● **Aim of the exercise**
Please write out every record below exactly as it stands.

· · ·

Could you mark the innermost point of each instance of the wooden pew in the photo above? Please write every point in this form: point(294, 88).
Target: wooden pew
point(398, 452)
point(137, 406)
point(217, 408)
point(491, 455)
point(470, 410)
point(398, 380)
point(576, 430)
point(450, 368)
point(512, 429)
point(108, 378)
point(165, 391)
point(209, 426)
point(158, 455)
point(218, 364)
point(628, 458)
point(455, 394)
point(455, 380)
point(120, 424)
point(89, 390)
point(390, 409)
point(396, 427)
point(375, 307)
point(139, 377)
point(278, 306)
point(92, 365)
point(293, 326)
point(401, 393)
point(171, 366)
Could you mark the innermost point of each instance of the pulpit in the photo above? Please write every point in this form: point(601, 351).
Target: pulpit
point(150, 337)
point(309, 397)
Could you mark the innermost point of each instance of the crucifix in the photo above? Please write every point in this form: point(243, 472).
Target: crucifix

· · ·

● **Result of this exercise**
Could you mark the innermost point of each instance of the wooden pew in the photo above? Please write every point in this form: point(294, 88).
Target: wooden pew
point(398, 452)
point(137, 406)
point(217, 408)
point(491, 455)
point(470, 410)
point(398, 380)
point(576, 430)
point(450, 368)
point(512, 429)
point(108, 378)
point(165, 391)
point(209, 426)
point(158, 455)
point(218, 364)
point(628, 458)
point(455, 394)
point(455, 380)
point(120, 424)
point(89, 390)
point(390, 409)
point(396, 427)
point(375, 307)
point(139, 377)
point(278, 306)
point(92, 365)
point(293, 326)
point(401, 393)
point(171, 366)
Could you mark the innermost point of each instance of the pulpit in the photo above? Please write every point in this form: point(601, 351).
Target: pulpit
point(150, 337)
point(309, 397)
Could you mark the innermost point of each instance of the crucifix in the photo above? Please write every point in this form: point(243, 472).
Target: crucifix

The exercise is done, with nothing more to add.